-- EXCERPTED TEXT --
****************************************

Red Hat Bugzilla – Bug 216718
nspr needs to cleanup thread local storage before getting unloaded
Last modified: 2015-04-12 19:17:26 EDT
Description of problem:
When logged in as a kerberos user I cannot unlock the screensaver even though
the dialog appears to correctly take the password.
Version-Release number of selected component (if applicable):
Steps to Reproduce:
1.Log into gnome session as a kerberos user
3.provide password to unlock screensaver and get back to session
screensaver stays locked
So I looked at this a bit today with Matthias. The lock dialog segfaulted when
its pam helper thread exited because it was trying to access resources from
pkinit's address block after pkinit was unloaded (libc was trying to clean up
the thread's local storage).
We were able to work around the problem by running PR_Cleanup from the pkinit's
I'm not sure if this is the right fix however. Will calling PR_Cleanup mess
with other plugins or libraries using nss in the same process? I don't think
this will be a problem for gnome-screensaver because it doesn't use NSS
elsewhere inprocess (except conceivably by another pam module, but those are
executed synchronously from each other I believe).
Created attachment 141814 [details]
the patch that made the problem go away
adding an NSPR expert to this mix.
The right fix is to synchronize with the termination of
the lock dialog's pam helper thread before pkinit is unloaded.
That can be done with the PR_JoinThread/pthread_join function
or a condition variable. For PR_JoinThread to work, the thread
must be created with PR_CreateThread(..., PR_JOINTABLE_THREAD, ...).
Your workaround is depending on certain side effects of
PR_Cleanup. If you don't know why it works, it's probably
not the right fix.
PR_Cleanup does the following:
- frees all the memory and system resources (file descriptors,
etc.) used by NSPR
- synchronizes with the termination of all the threads created
by PR_CreateThread(PR_USER_THREAD, ...). See the first while
Perhaps your workaround is depending on the second side effect?
I'm not sure I understand what you're saying.

****************************************

-- GIVEN DATA --
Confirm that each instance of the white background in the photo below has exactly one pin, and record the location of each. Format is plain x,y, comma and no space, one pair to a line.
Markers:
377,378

****************************************

-- DESCRIPTION OF THE TASK --
From the NSPR bug thread, extract word for word the part that opens with the words "We were able" and closes with "other I believe).".

-- EXERCISE RESPONSE --
We were able to work around the problem by running PR_Cleanup from the pkinit's
I'm not sure if this is the right fix however. Will calling PR_Cleanup mess
with other plugins or libraries using nss in the same process? I don't think
this will be a problem for gnome-screensaver because it doesn't use NSS
elsewhere inprocess (except conceivably by another pam module, but those are
executed synchronously from each other I believe).